> _DOCUMENT SECTION_

----------------

Is the code not using the locking_type 4 change from bug 1553133 which should prevent the unwanted repair? If not, then you would probably see this: WARNING: Inconsistent metadata found for VG %s - updating to use version %u"
(In reply to David Teigland from comment #11) > Is the code not using the locking_type 4 change from bug 1553133 which > should prevent the unwanted repair? Not yet, integrating locking_type 4 is not that easy. > If not, then you would probably see this: > WARNING: Inconsistent metadata found for VG %s - updating to use version %u" Sounds good, I'll change the logging to log lvm stderr as warning.
I think the attached patch is the best we can do for now. With the improved log, we will warnings when lvm try to fix metadata. I think should deliver the improved log in 4.3.5, and reopen this bug when we have more data from users. Avihai, I think your team filed one or more bugs about the same issue, which may be a duplicate of this bug.
Possible duplicate: bug 1637405
(In reply to Nir Soffer from comment #13) > I think the attached patch is the best we can do for now. With the improved > log, we will warnings when lvm try to fix metadata. > > I think should deliver the improved log in 4.3.5, and reopen this bug when > we have more data from users. > > Avihai, I think your team filed one or more bugs about the same issue, which > may be a duplicate of this bug. In the bug you mentioned deleteVolume VDSM error looks different so I'm not sure about its similarity VDSM: 2019-05-04 21:55:30,237+0300 ERROR (tasks/7) [storage.TaskManager.Task] (Task='3f8954bd-093f-4dff-a69e-266965267a33') Unexpected error (task:875) Traceback (most recent call last): File "/usr/lib/python2.7/site-packages/vdsm/storage/task.py", line 882, in _run return fn(*args, **kargs) File "/usr/lib/python2.7/site-packages/vdsm/storage/task.py", line 336, in run return self.cmd(*self.argslist, **self.argsdict) File "/usr/lib/python2.7/site-packages/vdsm/storage/securable.py", line 79, in wrapper return method(self, *args, **kwargs) File "/usr/lib/python2.7/site-packages/vdsm/storage/sp.py", line 1967, in deleteVolume vol.delete(postZero=postZero, force=force, discard=discard) File "/usr/lib/python2.7/site-packages/vdsm/storage/blockVolume.py", line 588, in delete self.validateDelete() However Bug 1666795 which were resolved at 4.3.2 looks with a similar errors in VDSM log(VolumeDoesNotExist) , maybe this is more related?

----------------

> _DATA TO EXAMINE_
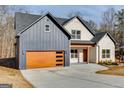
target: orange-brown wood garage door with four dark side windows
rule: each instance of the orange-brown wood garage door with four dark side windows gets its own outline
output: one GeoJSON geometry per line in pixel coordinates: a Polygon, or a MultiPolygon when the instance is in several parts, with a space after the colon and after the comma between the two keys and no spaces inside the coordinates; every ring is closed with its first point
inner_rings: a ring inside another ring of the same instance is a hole
{"type": "Polygon", "coordinates": [[[64,65],[64,51],[27,51],[26,68],[44,68],[64,65]]]}

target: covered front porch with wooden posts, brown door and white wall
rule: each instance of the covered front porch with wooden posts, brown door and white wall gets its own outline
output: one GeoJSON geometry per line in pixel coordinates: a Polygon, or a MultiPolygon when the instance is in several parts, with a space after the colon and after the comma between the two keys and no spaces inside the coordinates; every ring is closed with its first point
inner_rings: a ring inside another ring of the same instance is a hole
{"type": "Polygon", "coordinates": [[[90,63],[90,50],[94,44],[72,43],[70,51],[70,63],[90,63]]]}

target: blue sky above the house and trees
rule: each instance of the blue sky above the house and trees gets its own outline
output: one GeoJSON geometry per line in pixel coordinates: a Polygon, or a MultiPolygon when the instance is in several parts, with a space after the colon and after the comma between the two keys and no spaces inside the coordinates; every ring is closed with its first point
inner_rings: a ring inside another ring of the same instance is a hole
{"type": "Polygon", "coordinates": [[[82,14],[83,19],[93,20],[97,25],[102,20],[102,14],[109,8],[114,8],[116,11],[124,9],[124,5],[34,5],[28,6],[31,11],[37,13],[42,10],[44,12],[51,12],[54,16],[64,17],[71,12],[79,11],[82,14]]]}

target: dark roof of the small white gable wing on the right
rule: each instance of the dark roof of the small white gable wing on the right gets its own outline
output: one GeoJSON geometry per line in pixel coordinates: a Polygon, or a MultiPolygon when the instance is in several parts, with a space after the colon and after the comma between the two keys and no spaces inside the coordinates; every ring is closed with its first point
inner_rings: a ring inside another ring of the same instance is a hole
{"type": "Polygon", "coordinates": [[[107,32],[97,32],[95,34],[95,37],[91,41],[92,42],[95,42],[95,43],[98,43],[106,34],[114,42],[114,44],[117,44],[117,42],[115,41],[115,39],[109,33],[107,33],[107,32]]]}

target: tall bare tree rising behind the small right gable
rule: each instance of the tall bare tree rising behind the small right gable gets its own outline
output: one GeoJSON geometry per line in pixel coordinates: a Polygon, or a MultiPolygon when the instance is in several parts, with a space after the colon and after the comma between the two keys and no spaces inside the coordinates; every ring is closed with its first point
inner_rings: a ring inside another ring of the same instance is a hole
{"type": "Polygon", "coordinates": [[[117,38],[116,24],[117,16],[114,8],[110,8],[102,15],[102,22],[100,23],[99,31],[109,32],[114,38],[117,38]]]}

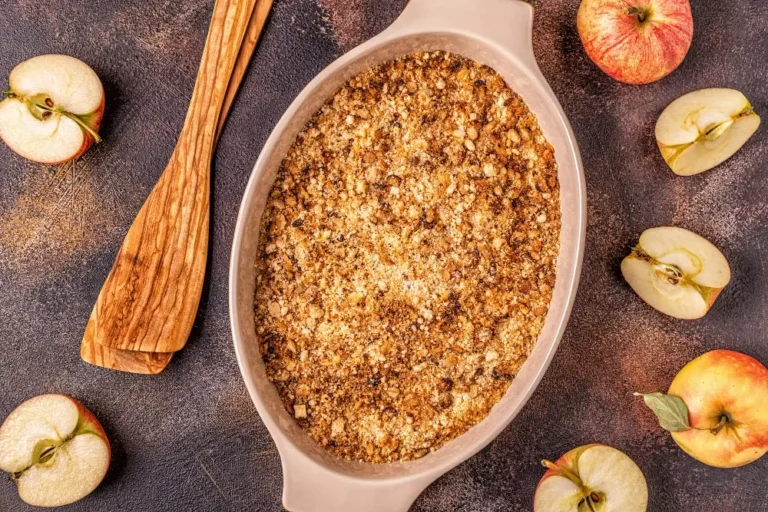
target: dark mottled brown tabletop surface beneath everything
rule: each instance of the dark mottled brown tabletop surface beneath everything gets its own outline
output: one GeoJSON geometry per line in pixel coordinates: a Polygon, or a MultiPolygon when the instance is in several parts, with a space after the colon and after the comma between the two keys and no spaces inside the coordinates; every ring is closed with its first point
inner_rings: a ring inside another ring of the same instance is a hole
{"type": "MultiPolygon", "coordinates": [[[[280,509],[280,462],[240,379],[226,305],[237,207],[259,150],[304,85],[393,20],[405,0],[277,0],[215,161],[209,286],[197,328],[160,376],[89,366],[83,327],[114,253],[181,128],[212,0],[5,0],[0,74],[40,53],[91,64],[107,92],[105,142],[74,166],[41,167],[0,147],[0,416],[24,399],[82,400],[111,436],[105,483],[68,510],[280,509]]],[[[585,56],[578,0],[538,0],[534,46],[581,145],[589,190],[582,285],[568,331],[531,401],[483,452],[430,487],[418,511],[530,510],[538,461],[588,442],[634,458],[651,511],[766,512],[768,458],[706,467],[679,450],[633,390],[665,388],[712,348],[768,362],[768,131],[730,161],[680,178],[653,140],[675,97],[733,87],[768,114],[768,4],[693,0],[682,66],[643,87],[614,82],[585,56]],[[648,227],[693,229],[722,248],[733,281],[703,320],[645,306],[618,265],[648,227]]],[[[28,510],[0,485],[0,510],[28,510]]]]}

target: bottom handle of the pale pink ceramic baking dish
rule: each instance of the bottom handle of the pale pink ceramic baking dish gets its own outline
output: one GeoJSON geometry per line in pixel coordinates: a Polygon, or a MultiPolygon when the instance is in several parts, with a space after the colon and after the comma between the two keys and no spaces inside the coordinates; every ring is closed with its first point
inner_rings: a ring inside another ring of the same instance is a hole
{"type": "Polygon", "coordinates": [[[353,478],[317,464],[292,447],[281,447],[280,458],[283,507],[289,512],[408,512],[436,478],[353,478]]]}

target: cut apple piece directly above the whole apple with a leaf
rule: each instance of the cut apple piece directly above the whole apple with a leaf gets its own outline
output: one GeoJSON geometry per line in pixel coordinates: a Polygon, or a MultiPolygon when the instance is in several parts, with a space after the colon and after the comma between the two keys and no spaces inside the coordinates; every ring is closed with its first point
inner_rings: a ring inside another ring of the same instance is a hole
{"type": "Polygon", "coordinates": [[[644,231],[621,262],[621,273],[651,307],[683,320],[703,317],[731,280],[728,261],[717,247],[675,227],[644,231]]]}

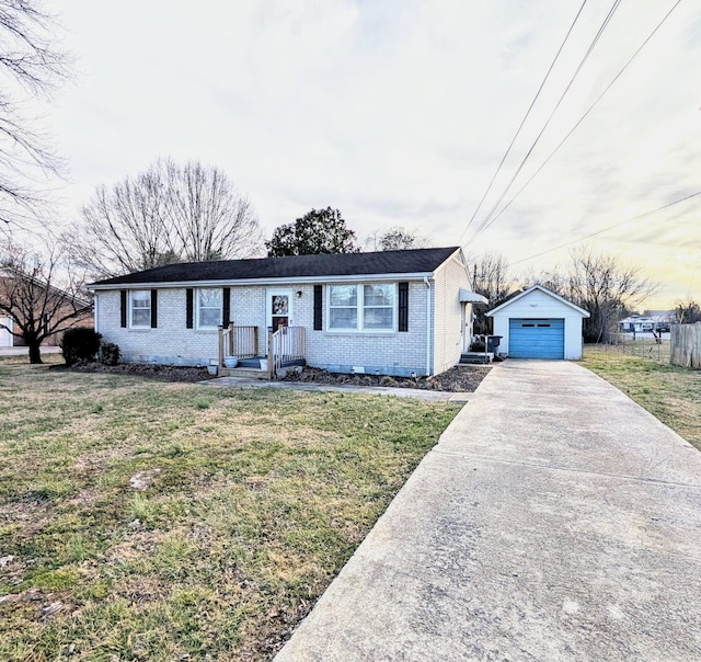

----------------

Answer these questions using the bug thread:
1. Which bug introduced the locking_type 4 change?
2. In which version does the thread propose delivering the improved log?
3. Which bug is said to have been resolved at 4.3.2?
Rely only on the bug thread for what comes next.

1. Bug 1553133
2. 4.3.5
3. Bug 1666795